▸ WHAT THE EXERCISE ASKS: Convert every line of the rows below into a JSON list of strings, one string per line, omitting blank lines and any lines that hold pictures.
================================
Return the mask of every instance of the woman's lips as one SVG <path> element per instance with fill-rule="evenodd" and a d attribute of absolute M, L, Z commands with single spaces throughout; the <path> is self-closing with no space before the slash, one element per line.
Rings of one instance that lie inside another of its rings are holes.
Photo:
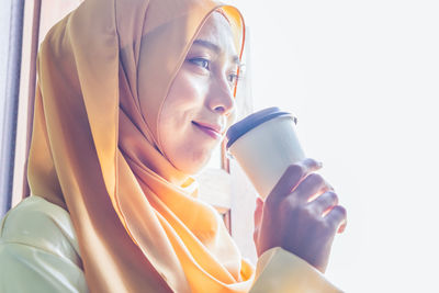
<path fill-rule="evenodd" d="M 215 129 L 213 129 L 209 126 L 201 125 L 200 123 L 196 123 L 194 121 L 192 121 L 192 123 L 193 123 L 193 125 L 195 125 L 196 128 L 199 128 L 200 131 L 207 134 L 209 136 L 211 136 L 214 139 L 219 139 L 222 137 L 221 133 L 216 132 Z"/>

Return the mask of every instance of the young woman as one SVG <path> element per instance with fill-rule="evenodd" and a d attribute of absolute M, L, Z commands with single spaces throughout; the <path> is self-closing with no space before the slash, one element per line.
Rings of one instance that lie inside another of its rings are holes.
<path fill-rule="evenodd" d="M 86 0 L 50 30 L 1 292 L 338 291 L 318 270 L 346 212 L 316 161 L 259 204 L 258 272 L 196 198 L 190 174 L 234 121 L 243 46 L 239 12 L 205 0 Z"/>

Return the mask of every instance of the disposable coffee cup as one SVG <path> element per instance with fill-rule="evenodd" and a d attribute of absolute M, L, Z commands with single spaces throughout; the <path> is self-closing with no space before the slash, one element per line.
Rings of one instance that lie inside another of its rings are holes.
<path fill-rule="evenodd" d="M 286 168 L 305 158 L 296 117 L 279 108 L 248 115 L 228 129 L 226 149 L 266 199 Z"/>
================================
▸ EXERCISE RESULT:
[
  "Return the mask of every instance of the woman's lips as one SVG <path> element per instance with fill-rule=\"evenodd\" and a d attribute of absolute M, L, Z commands with single spaces throughout; the <path> is self-closing with no space before the slash, one element per line.",
  "Rings of one instance that lie inside another of its rings are holes.",
  "Photo:",
  "<path fill-rule=\"evenodd\" d=\"M 215 129 L 213 129 L 209 126 L 201 125 L 200 123 L 196 123 L 194 121 L 192 121 L 192 123 L 193 123 L 193 125 L 195 125 L 196 128 L 199 128 L 200 131 L 207 134 L 209 136 L 211 136 L 214 139 L 219 139 L 222 137 L 221 133 L 216 132 Z\"/>",
  "Return the mask of every instance of the young woman as one SVG <path> element per instance with fill-rule=\"evenodd\" and a d attribute of absolute M, L, Z commands with single spaces throughout; the <path> is self-closing with no space before the slash, one element per line.",
  "Rings of one instance that lie inside another of its rings are holes.",
  "<path fill-rule=\"evenodd\" d=\"M 86 0 L 50 30 L 1 292 L 338 291 L 318 270 L 346 212 L 316 161 L 259 204 L 258 272 L 196 198 L 190 174 L 234 121 L 243 46 L 239 12 L 205 0 Z\"/>",
  "Return the mask of every instance of the disposable coffee cup as one SVG <path> element per instance with fill-rule=\"evenodd\" and a d attribute of absolute M, L, Z commands with single spaces throughout; the <path> is self-closing with no space before the slash, one element per line.",
  "Rings of one instance that lie inside another of its rings are holes.",
  "<path fill-rule=\"evenodd\" d=\"M 286 168 L 305 158 L 296 117 L 279 108 L 248 115 L 228 129 L 226 149 L 266 199 Z\"/>"
]